■ Work to complete ■
Read through the records. Copy each line that has the word "bowl".

** Exercise material follows **

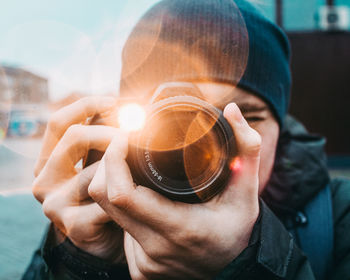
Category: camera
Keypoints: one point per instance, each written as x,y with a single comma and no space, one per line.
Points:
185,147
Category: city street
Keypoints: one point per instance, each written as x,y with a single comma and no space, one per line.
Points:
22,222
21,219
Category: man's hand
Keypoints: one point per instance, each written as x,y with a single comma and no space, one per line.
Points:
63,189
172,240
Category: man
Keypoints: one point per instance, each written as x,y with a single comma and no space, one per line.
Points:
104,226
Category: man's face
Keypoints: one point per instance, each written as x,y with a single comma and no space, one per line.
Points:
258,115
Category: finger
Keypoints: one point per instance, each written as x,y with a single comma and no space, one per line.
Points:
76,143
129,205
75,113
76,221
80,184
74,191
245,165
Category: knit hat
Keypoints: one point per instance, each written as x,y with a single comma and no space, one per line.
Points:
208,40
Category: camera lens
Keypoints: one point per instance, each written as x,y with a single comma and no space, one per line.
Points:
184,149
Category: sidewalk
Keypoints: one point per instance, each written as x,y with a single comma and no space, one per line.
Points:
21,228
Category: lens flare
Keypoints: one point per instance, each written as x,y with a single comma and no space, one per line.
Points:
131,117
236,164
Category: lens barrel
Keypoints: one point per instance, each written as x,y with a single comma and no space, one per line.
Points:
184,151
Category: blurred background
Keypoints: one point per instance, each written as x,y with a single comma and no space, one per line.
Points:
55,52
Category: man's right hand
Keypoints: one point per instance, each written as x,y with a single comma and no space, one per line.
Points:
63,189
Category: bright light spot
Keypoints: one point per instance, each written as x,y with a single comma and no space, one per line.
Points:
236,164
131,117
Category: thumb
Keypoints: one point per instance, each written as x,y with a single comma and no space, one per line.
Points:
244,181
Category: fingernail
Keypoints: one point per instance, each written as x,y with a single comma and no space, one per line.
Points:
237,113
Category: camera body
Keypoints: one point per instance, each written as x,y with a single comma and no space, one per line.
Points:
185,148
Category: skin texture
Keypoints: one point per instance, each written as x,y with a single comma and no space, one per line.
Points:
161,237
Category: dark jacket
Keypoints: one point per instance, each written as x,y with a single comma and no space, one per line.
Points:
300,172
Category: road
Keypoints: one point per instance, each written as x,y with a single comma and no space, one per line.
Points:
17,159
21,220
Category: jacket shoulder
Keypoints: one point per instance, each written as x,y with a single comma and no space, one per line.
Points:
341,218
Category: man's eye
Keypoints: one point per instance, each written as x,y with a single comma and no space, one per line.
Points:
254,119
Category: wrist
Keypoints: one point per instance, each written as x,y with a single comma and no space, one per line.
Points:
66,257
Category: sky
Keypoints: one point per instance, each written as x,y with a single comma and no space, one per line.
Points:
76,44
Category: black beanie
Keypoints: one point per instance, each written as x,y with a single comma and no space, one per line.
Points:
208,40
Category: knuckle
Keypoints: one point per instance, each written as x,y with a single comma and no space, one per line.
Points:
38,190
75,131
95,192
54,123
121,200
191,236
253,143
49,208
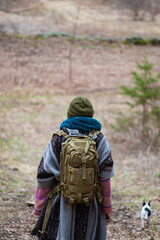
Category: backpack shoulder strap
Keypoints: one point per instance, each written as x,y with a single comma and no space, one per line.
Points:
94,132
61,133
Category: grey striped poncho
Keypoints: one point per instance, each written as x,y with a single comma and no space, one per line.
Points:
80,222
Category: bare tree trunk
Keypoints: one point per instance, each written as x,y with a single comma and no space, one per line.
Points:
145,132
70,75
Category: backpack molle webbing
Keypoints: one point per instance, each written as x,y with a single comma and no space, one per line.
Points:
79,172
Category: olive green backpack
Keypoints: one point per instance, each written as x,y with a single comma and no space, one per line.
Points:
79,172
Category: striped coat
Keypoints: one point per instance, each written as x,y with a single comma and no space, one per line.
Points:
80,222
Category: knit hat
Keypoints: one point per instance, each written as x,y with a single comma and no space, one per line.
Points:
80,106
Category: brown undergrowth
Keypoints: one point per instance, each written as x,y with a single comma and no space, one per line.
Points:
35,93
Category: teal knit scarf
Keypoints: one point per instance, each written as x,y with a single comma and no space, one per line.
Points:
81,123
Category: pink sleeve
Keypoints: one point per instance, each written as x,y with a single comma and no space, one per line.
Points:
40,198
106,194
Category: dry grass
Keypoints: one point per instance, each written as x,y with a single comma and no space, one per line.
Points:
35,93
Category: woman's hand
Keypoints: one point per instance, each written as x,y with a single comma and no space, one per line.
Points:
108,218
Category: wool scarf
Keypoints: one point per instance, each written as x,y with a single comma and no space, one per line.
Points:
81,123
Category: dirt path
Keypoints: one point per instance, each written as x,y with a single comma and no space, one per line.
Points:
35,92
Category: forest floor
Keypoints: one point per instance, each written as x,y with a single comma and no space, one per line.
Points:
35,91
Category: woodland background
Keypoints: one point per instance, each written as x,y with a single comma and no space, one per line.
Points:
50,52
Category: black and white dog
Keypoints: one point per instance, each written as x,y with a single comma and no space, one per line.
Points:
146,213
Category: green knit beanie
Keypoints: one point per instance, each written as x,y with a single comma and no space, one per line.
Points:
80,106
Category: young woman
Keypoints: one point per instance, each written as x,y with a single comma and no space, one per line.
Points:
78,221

** End of Exercise material **
** Exercise material follows **

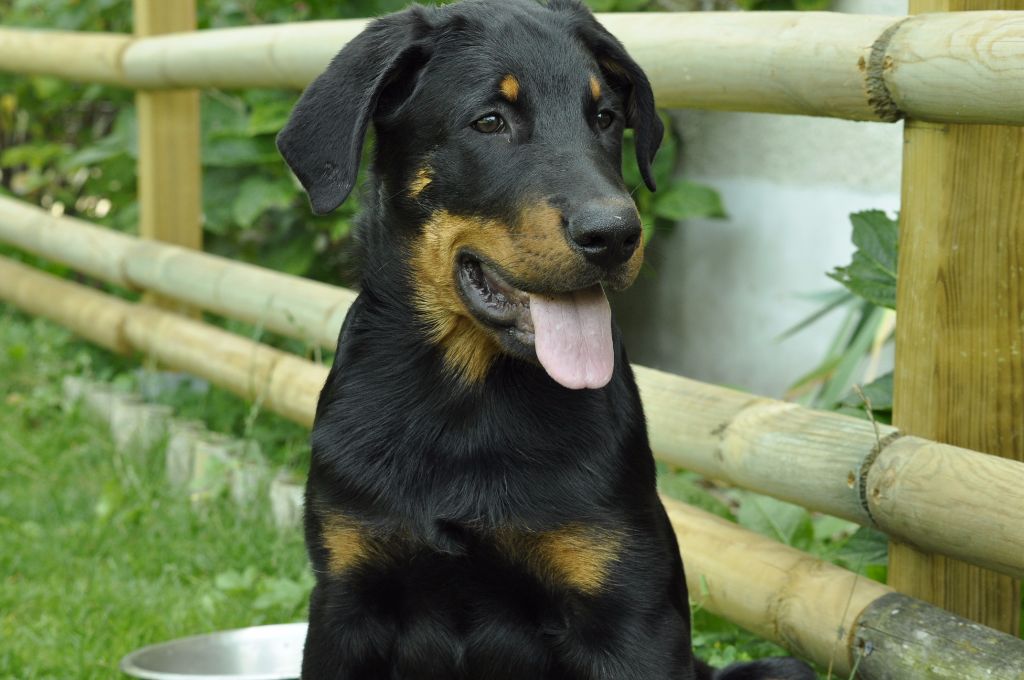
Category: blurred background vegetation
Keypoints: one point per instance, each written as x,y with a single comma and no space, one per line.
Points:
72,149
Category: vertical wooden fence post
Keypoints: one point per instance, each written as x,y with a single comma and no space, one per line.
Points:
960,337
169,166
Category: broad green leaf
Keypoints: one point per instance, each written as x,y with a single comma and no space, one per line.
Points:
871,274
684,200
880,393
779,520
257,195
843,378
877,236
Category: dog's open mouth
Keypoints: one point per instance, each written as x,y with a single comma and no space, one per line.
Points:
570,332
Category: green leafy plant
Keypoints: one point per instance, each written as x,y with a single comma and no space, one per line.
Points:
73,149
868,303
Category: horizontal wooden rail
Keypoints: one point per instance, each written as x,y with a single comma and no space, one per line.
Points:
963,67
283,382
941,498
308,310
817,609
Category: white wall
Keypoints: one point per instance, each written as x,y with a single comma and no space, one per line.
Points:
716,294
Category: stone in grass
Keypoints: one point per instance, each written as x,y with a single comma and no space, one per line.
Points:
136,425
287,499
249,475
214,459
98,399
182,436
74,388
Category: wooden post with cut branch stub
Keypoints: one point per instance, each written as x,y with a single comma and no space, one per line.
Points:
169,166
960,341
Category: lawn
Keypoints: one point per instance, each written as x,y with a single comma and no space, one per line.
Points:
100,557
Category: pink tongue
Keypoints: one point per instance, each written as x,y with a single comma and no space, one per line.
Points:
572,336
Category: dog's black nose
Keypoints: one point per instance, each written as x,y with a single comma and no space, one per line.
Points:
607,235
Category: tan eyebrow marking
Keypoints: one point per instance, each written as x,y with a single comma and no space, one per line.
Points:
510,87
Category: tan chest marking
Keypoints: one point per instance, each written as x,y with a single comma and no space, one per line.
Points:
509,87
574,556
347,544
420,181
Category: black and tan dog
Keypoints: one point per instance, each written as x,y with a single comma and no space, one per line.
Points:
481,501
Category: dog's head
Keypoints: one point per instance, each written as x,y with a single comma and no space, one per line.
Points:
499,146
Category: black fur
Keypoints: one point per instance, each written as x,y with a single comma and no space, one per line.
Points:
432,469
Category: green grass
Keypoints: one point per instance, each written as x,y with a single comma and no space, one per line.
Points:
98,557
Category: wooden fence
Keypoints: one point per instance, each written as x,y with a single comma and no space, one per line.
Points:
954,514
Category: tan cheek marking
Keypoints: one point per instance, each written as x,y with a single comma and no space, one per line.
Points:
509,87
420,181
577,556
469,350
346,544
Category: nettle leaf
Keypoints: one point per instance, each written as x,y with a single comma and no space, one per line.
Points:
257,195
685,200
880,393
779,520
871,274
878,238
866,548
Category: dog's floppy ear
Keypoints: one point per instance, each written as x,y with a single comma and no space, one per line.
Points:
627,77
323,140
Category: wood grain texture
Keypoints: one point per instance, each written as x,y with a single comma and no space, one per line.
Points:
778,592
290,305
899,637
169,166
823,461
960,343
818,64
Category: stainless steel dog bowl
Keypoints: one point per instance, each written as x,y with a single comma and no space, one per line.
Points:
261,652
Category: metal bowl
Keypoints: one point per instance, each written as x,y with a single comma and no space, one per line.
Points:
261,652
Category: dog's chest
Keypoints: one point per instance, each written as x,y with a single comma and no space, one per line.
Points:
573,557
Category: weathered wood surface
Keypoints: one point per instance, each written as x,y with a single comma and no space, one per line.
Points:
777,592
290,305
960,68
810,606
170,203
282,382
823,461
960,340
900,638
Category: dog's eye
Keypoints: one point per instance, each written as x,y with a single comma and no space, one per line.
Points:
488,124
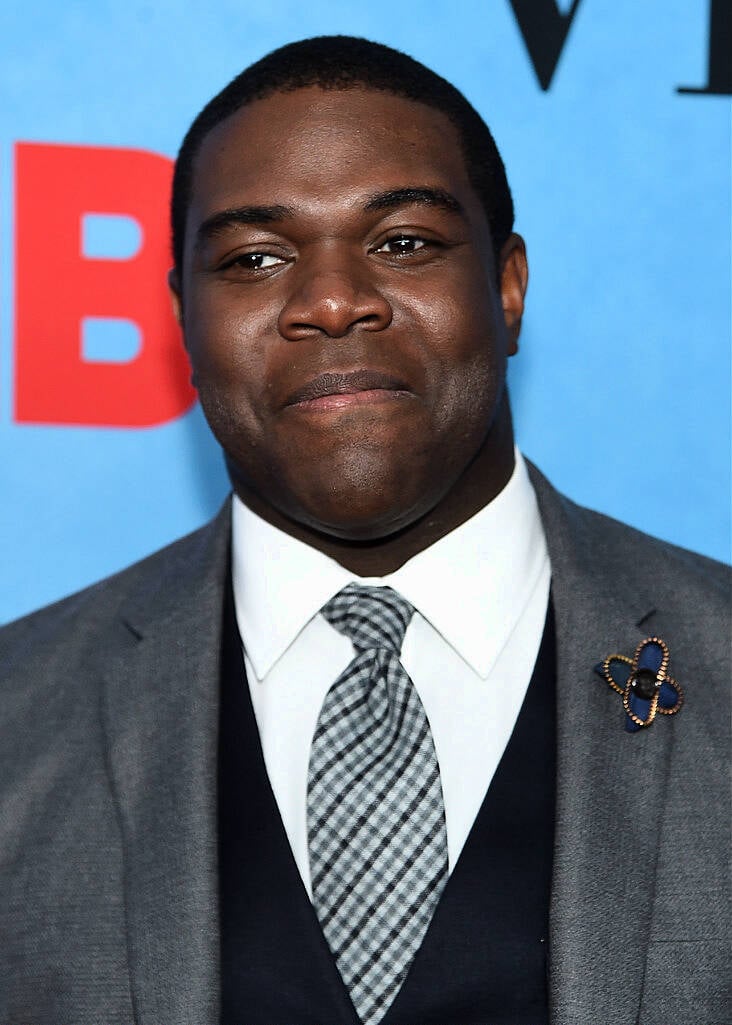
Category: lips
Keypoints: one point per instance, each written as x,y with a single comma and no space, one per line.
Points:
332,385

** End of Exercise material **
** Exercise material follows **

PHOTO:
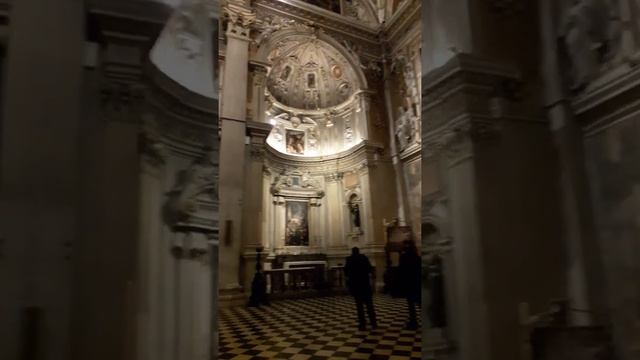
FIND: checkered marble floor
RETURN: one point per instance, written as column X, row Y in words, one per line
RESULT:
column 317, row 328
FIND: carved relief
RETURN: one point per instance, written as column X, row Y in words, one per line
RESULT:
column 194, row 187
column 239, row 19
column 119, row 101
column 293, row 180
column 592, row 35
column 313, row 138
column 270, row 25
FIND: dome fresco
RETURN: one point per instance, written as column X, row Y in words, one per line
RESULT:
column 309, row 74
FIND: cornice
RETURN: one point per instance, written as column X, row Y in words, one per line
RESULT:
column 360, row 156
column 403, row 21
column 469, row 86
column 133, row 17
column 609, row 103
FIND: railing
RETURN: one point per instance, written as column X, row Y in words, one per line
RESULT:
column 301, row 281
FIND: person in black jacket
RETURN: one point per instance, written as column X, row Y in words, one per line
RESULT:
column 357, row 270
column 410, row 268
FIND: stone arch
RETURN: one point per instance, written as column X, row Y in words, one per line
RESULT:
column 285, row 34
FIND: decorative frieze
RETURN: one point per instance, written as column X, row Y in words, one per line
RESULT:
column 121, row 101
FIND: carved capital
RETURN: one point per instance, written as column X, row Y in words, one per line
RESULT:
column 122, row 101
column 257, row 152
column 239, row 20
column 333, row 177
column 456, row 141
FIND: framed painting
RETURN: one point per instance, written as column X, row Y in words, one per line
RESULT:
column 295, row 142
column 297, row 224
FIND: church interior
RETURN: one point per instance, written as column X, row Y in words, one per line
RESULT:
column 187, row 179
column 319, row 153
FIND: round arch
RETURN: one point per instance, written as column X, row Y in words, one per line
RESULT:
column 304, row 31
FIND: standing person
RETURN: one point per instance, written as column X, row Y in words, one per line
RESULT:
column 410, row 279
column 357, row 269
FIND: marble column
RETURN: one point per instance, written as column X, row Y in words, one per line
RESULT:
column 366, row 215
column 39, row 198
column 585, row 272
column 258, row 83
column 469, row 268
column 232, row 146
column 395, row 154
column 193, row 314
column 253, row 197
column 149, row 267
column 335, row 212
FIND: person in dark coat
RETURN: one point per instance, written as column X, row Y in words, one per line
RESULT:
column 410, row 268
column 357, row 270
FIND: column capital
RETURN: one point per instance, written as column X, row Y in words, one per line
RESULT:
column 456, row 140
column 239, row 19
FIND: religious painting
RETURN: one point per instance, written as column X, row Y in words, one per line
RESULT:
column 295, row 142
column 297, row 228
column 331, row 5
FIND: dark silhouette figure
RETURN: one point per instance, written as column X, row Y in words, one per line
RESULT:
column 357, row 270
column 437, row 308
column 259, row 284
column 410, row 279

** End of Exercise material **

■ Answer section ■
Category: stainless steel dog bowl
Category: metal bowl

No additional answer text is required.